- [과제 안내] "Each instance receives exactly one keypoint. Tag the gold"이 들어 있는 줄부터 레코드 끝까지의 줄(양 끝 포함)만 요청 줄까지 모두 다시 쓰고, 답에 있는 좌표의 숫자는 전부 1.6배로 크기를 조정해 정수로 반올림하세요(0.5는 올림). 그림은 답에서 빼 주세요.

[포인팅 데이터셋의 행]
......

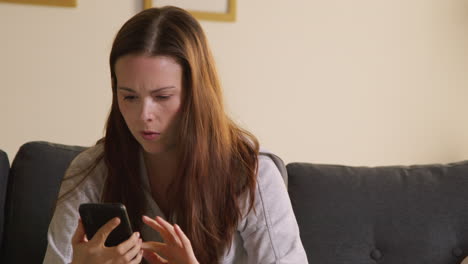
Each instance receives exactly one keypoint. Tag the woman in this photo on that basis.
(170, 152)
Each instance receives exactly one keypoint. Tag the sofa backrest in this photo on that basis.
(395, 214)
(33, 186)
(4, 170)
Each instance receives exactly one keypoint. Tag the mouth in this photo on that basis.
(150, 135)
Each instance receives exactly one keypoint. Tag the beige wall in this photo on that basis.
(352, 82)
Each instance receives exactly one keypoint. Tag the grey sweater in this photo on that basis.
(268, 234)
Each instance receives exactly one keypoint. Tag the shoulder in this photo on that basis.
(270, 165)
(86, 159)
(87, 169)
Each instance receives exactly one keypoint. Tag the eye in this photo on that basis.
(129, 97)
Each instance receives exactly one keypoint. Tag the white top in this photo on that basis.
(268, 235)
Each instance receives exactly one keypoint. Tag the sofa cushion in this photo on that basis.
(33, 186)
(394, 214)
(4, 169)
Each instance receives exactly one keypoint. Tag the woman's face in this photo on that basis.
(149, 91)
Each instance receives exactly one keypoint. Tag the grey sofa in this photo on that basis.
(394, 214)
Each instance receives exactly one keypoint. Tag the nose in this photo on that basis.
(147, 111)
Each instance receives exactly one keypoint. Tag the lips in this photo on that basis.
(149, 135)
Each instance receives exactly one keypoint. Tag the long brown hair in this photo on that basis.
(217, 159)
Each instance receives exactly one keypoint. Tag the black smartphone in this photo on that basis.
(95, 215)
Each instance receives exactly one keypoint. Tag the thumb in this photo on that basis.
(103, 232)
(80, 234)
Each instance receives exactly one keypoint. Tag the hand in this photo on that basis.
(94, 251)
(177, 248)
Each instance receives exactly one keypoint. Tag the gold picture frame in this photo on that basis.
(228, 16)
(63, 3)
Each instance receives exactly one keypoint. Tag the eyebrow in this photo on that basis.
(152, 91)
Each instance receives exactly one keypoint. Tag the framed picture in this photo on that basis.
(65, 3)
(215, 10)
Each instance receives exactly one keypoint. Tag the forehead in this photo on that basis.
(142, 69)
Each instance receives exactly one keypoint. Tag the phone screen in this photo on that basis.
(95, 215)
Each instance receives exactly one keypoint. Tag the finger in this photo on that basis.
(169, 228)
(103, 232)
(79, 235)
(154, 258)
(133, 252)
(125, 246)
(183, 238)
(138, 258)
(156, 247)
(156, 226)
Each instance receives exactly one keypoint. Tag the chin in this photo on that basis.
(152, 148)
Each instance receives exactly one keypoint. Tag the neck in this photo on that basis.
(161, 166)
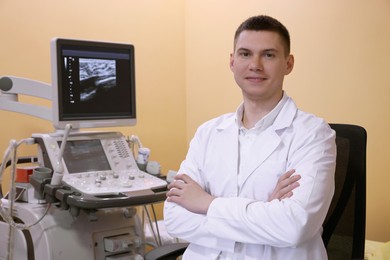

......

- [연습 해답]
Each instance receives exactly one keypoint. Tag the gold picture frame in this photo on that basis.
(365, 26)
(101, 5)
Each instance receives exactly one keypoint. Tag the eyebrow in this photo on that basis.
(243, 146)
Each instance receives exactly one keypoint. Tag the framed picture in this photo on that basis.
(104, 5)
(344, 16)
Each instance receives exactly one keypoint. Tag the forehead in this photo on that basis.
(227, 110)
Each instance receives exactly one keypoint. Tag the phone screen in this photo on that basis.
(152, 344)
Each instance receives exactly one keypoint. Tag the finger in this photo on that basis.
(270, 365)
(165, 371)
(126, 376)
(246, 413)
(213, 403)
(200, 394)
(293, 381)
(221, 413)
(250, 395)
(250, 362)
Each instance receives exactly one keypoint. Tag the chin in this photo on that basis.
(243, 237)
Each instance receives exactly one keypoint. Tag the neck in this photo on that basis.
(258, 266)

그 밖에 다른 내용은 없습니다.